Data records
-- Begin --

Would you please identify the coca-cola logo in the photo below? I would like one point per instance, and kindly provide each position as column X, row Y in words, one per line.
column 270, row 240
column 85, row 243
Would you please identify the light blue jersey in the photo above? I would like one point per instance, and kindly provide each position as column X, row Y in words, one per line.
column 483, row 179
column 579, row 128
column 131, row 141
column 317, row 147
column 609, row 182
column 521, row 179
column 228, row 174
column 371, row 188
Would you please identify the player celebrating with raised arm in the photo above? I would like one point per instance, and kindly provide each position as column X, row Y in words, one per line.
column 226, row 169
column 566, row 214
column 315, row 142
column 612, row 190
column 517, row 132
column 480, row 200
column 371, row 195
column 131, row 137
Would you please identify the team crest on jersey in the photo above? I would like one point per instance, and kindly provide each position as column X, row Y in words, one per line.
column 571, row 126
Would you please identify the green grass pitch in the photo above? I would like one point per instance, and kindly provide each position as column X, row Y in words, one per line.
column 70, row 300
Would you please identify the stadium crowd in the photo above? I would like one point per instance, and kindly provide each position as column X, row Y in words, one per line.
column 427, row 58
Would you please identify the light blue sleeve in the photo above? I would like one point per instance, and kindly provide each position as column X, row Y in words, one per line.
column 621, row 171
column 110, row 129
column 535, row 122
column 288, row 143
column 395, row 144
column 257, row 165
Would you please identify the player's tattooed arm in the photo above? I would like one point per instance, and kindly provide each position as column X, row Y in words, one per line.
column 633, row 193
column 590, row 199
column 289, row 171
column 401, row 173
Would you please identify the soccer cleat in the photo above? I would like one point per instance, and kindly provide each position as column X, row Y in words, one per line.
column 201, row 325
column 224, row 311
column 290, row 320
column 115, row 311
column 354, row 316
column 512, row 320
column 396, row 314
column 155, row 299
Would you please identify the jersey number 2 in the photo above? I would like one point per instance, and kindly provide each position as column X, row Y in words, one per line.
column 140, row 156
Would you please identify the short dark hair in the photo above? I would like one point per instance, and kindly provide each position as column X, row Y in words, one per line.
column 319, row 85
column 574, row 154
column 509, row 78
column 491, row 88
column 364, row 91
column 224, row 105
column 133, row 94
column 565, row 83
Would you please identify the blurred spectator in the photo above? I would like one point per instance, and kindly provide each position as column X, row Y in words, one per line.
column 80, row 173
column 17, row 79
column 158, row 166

-- End --

Please write out all of the records above again, word for word.

**Final answer**
Would you please identify the coca-cola logo in the photo below? I would like one point per instance, and kindly provide each position as column X, row Y in words, one per line.
column 270, row 240
column 85, row 243
Would you please identify the light blue jersey in the photo above? I would like one point per instance, and kindly provide each position as column X, row Y in words, one per line.
column 483, row 179
column 579, row 128
column 131, row 141
column 317, row 147
column 609, row 182
column 521, row 179
column 228, row 174
column 371, row 188
Would you please identify the player celebrating with raised arm in the photo above? I would like one point per instance, and kindly provide each position as column X, row Y in words, one per line.
column 226, row 169
column 566, row 214
column 315, row 142
column 612, row 190
column 517, row 132
column 480, row 200
column 371, row 195
column 131, row 137
Would you please identify the team crest on jersey in the photo above? I would like one point per instance, and kindly provide each position as column X, row Y in words, one per line.
column 571, row 126
Would you please identify the green grass pitch in the photo above? I would like one point per instance, and kindly provide each position as column X, row Y in words, one per line.
column 70, row 300
Would you please identify the stadium crowd in the photo above? I would like one point per instance, and kindly provide each position as column X, row Y in words, one per line.
column 427, row 58
Would you please identify the light blue sleeve in the photo above? I would like one point per instance, and kindly provide each position as column X, row Y in words, one per line.
column 621, row 171
column 110, row 129
column 535, row 122
column 288, row 143
column 395, row 144
column 257, row 165
Would you please identify the player's tattooed arm in the photo above? I would like one point per instance, and kindly provide each position as column X, row Y in words, one per line.
column 633, row 193
column 590, row 199
column 289, row 171
column 401, row 173
Would you please identify the soccer cleat in the photo above? I would like one point per instance, and kindly provide each position as column X, row Y in words, one per line.
column 201, row 325
column 224, row 311
column 290, row 320
column 115, row 311
column 354, row 316
column 512, row 320
column 396, row 314
column 155, row 299
Would you please identify the jersey number 2 in the photo above? I would like one point per instance, and kindly provide each position as column X, row Y in words, one per line.
column 140, row 156
Would you please identify the short dark hair in the photo above? I would like one point per instance, and kindly provide each position as column X, row Y in words, one per line.
column 319, row 85
column 574, row 154
column 509, row 78
column 491, row 88
column 364, row 91
column 224, row 105
column 133, row 94
column 565, row 83
Would you please identify the blurred spectator in the photo above? I would like one point per instance, and kindly provide each position as column X, row Y in words, one per line.
column 80, row 173
column 17, row 79
column 158, row 166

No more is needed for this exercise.